**Your assignment**. Return exactly the lines below, starting with the one that has "Outline every instance of the pendant" and going on through the one that has "Outline every instance of the microphone.".

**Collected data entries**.
----

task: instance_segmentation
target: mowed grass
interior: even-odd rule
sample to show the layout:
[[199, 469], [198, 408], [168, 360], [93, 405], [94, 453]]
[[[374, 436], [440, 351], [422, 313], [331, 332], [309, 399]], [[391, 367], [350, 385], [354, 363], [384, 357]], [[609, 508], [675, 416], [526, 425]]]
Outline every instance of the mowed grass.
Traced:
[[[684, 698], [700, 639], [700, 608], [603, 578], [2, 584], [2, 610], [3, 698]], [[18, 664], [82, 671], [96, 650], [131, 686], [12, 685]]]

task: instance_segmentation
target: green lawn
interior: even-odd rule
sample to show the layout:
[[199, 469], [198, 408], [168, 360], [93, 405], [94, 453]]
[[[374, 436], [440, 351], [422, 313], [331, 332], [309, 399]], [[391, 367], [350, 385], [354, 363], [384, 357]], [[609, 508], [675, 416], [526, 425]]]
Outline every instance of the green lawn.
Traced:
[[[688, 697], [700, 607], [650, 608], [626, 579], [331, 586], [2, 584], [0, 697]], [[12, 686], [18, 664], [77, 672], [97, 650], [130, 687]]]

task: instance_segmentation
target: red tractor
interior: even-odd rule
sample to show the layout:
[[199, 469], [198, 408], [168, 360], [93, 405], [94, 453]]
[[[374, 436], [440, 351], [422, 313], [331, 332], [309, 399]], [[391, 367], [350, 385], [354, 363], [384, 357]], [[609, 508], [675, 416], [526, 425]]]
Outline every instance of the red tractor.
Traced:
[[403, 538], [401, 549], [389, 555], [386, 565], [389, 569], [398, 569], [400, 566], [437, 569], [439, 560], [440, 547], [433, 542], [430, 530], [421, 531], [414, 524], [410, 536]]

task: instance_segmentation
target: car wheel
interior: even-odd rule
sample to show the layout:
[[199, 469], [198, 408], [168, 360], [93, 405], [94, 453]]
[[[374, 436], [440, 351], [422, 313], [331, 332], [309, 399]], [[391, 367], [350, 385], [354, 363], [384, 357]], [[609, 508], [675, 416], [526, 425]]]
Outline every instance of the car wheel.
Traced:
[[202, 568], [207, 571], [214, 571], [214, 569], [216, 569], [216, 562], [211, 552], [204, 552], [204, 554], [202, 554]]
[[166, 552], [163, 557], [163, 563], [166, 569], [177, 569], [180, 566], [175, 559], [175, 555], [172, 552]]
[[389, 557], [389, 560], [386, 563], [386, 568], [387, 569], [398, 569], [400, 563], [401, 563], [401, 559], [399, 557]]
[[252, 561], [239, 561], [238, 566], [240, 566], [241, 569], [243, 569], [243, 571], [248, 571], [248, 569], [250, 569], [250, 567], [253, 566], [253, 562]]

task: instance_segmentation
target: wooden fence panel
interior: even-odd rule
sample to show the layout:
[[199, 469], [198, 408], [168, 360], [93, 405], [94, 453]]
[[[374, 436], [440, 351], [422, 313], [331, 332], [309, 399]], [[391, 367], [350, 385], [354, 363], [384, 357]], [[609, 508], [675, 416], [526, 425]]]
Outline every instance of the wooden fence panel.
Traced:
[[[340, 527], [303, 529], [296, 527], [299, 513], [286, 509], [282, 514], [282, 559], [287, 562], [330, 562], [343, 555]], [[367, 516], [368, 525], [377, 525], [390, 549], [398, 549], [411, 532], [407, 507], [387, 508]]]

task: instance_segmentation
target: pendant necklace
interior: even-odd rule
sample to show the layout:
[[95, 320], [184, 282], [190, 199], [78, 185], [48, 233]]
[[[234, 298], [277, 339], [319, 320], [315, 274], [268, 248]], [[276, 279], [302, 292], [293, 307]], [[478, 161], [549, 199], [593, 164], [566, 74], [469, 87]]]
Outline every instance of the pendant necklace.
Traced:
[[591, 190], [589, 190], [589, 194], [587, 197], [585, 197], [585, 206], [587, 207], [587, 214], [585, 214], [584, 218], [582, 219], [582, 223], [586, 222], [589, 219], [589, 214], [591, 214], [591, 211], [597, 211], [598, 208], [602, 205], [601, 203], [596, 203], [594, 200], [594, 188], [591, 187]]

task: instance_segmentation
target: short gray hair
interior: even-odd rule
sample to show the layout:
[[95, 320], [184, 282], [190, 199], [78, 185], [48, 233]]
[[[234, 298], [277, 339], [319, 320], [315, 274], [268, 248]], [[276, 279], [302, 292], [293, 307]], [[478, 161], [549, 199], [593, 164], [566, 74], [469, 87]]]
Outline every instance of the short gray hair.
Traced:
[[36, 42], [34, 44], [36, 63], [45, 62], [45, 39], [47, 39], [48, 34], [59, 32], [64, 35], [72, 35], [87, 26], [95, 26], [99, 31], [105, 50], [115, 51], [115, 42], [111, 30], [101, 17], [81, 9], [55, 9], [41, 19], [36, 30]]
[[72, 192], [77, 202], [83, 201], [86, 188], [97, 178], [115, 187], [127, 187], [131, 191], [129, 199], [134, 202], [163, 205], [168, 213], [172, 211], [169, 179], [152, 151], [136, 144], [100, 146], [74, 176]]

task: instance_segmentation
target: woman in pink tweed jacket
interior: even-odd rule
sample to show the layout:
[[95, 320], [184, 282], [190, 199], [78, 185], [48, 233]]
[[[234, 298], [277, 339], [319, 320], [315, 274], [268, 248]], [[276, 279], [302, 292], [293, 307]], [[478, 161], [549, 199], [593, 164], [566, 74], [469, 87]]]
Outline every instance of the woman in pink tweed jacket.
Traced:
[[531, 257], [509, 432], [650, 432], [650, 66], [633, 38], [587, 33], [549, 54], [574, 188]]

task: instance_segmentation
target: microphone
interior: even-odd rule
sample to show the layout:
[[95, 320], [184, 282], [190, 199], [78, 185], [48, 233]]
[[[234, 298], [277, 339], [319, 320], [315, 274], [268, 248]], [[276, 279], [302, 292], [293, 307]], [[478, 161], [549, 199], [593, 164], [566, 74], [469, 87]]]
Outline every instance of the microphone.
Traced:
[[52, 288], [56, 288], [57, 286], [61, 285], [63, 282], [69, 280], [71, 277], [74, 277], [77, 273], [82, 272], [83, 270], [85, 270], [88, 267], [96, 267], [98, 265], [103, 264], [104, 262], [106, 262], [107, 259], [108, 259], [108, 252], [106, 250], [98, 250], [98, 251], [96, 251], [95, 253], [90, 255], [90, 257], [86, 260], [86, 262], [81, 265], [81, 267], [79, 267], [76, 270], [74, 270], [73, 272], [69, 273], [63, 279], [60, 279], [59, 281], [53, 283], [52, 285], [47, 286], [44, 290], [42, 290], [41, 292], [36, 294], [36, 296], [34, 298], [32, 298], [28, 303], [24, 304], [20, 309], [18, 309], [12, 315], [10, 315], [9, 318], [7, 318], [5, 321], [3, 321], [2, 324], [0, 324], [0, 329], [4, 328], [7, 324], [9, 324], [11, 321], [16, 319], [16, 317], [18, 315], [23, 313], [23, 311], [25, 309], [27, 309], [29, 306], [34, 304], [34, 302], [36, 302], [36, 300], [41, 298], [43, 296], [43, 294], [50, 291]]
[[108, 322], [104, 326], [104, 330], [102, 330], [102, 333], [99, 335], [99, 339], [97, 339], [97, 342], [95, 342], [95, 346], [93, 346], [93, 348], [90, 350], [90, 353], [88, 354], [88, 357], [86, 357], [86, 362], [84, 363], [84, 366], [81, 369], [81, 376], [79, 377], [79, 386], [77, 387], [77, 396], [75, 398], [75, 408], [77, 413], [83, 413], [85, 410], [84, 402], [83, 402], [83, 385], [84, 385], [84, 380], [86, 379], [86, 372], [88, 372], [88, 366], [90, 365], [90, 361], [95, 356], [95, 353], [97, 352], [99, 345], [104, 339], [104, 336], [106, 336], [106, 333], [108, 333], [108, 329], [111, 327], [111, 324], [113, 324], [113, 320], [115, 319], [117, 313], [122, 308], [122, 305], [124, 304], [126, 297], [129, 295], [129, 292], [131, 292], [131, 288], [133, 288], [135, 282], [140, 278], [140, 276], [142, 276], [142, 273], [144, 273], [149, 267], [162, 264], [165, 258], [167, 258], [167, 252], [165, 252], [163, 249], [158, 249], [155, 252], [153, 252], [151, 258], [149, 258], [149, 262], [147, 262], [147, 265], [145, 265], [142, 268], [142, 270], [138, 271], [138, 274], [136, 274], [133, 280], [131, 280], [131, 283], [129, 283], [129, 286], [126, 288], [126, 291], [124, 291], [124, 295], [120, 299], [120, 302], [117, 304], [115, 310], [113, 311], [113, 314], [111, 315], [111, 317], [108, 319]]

----

**Result**.
Outline every instance of the pendant necklace.
Traced:
[[591, 190], [589, 190], [589, 194], [587, 197], [585, 197], [585, 206], [587, 207], [587, 214], [585, 214], [584, 218], [582, 219], [582, 223], [586, 222], [589, 219], [589, 214], [591, 214], [591, 211], [597, 211], [598, 208], [602, 205], [601, 203], [596, 203], [594, 200], [594, 188], [591, 187]]

task: instance_segmentation
target: short gray hair
interior: even-odd rule
sample to show the layout:
[[95, 320], [184, 282], [190, 199], [78, 185], [48, 233]]
[[[234, 298], [277, 339], [319, 320], [315, 274], [268, 248]], [[276, 279], [302, 292], [293, 307]], [[478, 161], [549, 199], [593, 164], [566, 74], [469, 87]]]
Outline every instance of the short gray hair.
Traced:
[[36, 42], [34, 44], [36, 63], [45, 62], [45, 39], [47, 39], [48, 34], [59, 32], [64, 35], [72, 35], [87, 26], [95, 26], [99, 31], [105, 50], [115, 51], [115, 42], [111, 30], [101, 17], [81, 9], [55, 9], [41, 19], [36, 30]]
[[72, 192], [77, 202], [83, 201], [86, 188], [97, 178], [115, 187], [127, 187], [131, 191], [129, 199], [134, 202], [163, 205], [168, 213], [172, 211], [169, 179], [152, 151], [136, 144], [100, 146], [74, 176]]

task: instance_segmentation
target: woman in pink tweed jacket
interior: even-odd rule
sample to show the layout:
[[95, 320], [184, 282], [190, 199], [78, 185], [48, 233]]
[[[234, 298], [277, 339], [319, 320], [315, 274], [268, 248]], [[276, 279], [302, 292], [293, 307]], [[478, 161], [549, 199], [593, 164], [566, 74], [469, 87]]]
Outline every instance of the woman in pink tweed jacket.
Traced:
[[531, 257], [509, 432], [650, 432], [650, 66], [633, 38], [587, 33], [549, 54], [574, 188]]

task: instance_segmentation
target: microphone
interior: even-odd rule
sample to show the layout:
[[95, 320], [184, 282], [190, 199], [78, 185], [48, 233]]
[[[234, 298], [277, 339], [319, 320], [315, 274], [268, 248]], [[276, 279], [302, 292], [293, 307]], [[478, 161], [549, 199], [593, 164], [566, 74], [469, 87]]]
Outline every instance of the microphone.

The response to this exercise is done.